Data to use Start Marker
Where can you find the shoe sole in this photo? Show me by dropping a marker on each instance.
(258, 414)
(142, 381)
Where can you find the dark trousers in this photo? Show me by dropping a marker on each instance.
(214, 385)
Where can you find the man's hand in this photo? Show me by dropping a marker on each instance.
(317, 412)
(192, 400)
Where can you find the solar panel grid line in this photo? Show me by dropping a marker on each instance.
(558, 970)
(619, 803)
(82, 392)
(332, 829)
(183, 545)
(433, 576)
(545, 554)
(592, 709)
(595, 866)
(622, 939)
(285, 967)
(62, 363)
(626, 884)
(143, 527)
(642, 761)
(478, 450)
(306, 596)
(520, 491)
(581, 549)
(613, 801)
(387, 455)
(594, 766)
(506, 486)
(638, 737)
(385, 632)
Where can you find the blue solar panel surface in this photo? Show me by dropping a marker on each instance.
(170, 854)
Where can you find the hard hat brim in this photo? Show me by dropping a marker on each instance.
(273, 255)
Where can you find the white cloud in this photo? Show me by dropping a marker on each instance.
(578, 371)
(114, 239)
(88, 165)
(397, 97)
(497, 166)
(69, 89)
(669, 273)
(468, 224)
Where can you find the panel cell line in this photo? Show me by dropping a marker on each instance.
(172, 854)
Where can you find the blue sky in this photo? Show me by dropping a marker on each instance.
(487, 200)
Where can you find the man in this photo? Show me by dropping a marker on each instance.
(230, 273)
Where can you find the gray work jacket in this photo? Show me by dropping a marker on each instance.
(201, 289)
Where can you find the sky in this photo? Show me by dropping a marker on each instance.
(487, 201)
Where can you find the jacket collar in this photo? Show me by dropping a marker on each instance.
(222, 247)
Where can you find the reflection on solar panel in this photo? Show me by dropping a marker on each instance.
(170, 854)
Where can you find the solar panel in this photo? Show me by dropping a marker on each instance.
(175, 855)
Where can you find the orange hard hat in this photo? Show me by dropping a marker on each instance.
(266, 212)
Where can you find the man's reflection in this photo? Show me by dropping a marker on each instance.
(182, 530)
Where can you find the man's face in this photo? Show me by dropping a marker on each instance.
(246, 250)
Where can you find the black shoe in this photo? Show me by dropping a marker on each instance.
Data to use End Marker
Exercise directions:
Copy the data above in its entirety, exactly as given.

Exercise solution:
Where can you find the shoe sole in this photo? Show me by dropping a marker on each instance.
(258, 414)
(142, 381)
Where can you find the dark trousers in this photo? Show me by dropping a marker on each instance.
(214, 385)
Where can you find the man's hand in this photo? Show me by dropping a marker on each instance.
(317, 412)
(192, 400)
Where can you find the solar panel grid line in this photo? Show me by dropping a marker on each instance.
(558, 970)
(619, 803)
(82, 392)
(332, 829)
(183, 545)
(433, 576)
(545, 554)
(592, 709)
(595, 866)
(622, 939)
(285, 967)
(62, 363)
(626, 884)
(143, 527)
(642, 761)
(478, 450)
(306, 596)
(520, 491)
(581, 549)
(613, 801)
(387, 455)
(594, 766)
(506, 486)
(638, 737)
(385, 632)
Where can you find the blue solar panel surface in this photo? Show me by dropping a marker on each instance.
(170, 854)
Where can you find the hard hat brim in this photo? Show me by dropping a marker on each instance.
(273, 255)
Where can you find the white cloud in this photo? Show me by dropping a marker on each instance.
(578, 371)
(114, 239)
(88, 165)
(397, 97)
(497, 166)
(69, 89)
(669, 273)
(468, 224)
Where can you find the panel cell line in this photo? Show me by dropping a marker on each instance.
(172, 854)
Where can you find the blue sky in this photo? Show me by dropping a marker on each instance.
(487, 200)
Where can you find the man in this photo? Show me by dropping a marker on each instance.
(230, 273)
Where can you find the gray work jacket in this photo? Show me by dropping a marker on each instance.
(201, 289)
Where can you find the sky in this photo? Show me by dropping a marker on each instance.
(487, 201)
Where can you find the jacket collar in this photo? Show me by dropping a marker on each instance.
(222, 247)
Where can you find the reflection on solar panel in this photo? Show me by dropping a marker on each instance.
(170, 854)
Where can you find the solar panel in this photo? Show me by dropping a marker on each instance.
(175, 855)
Where can you find the orange hard hat in this photo? Show me by dropping a marker on each instance.
(266, 212)
Where can you find the man's reflection in this photo? Show me by dropping a marker on each instance.
(182, 530)
Where can you find the man's face in this photo? Show me by dropping a marker on each instance.
(246, 250)
Where can you find the black shoe in this photo? Show me by dropping a marker on each instance.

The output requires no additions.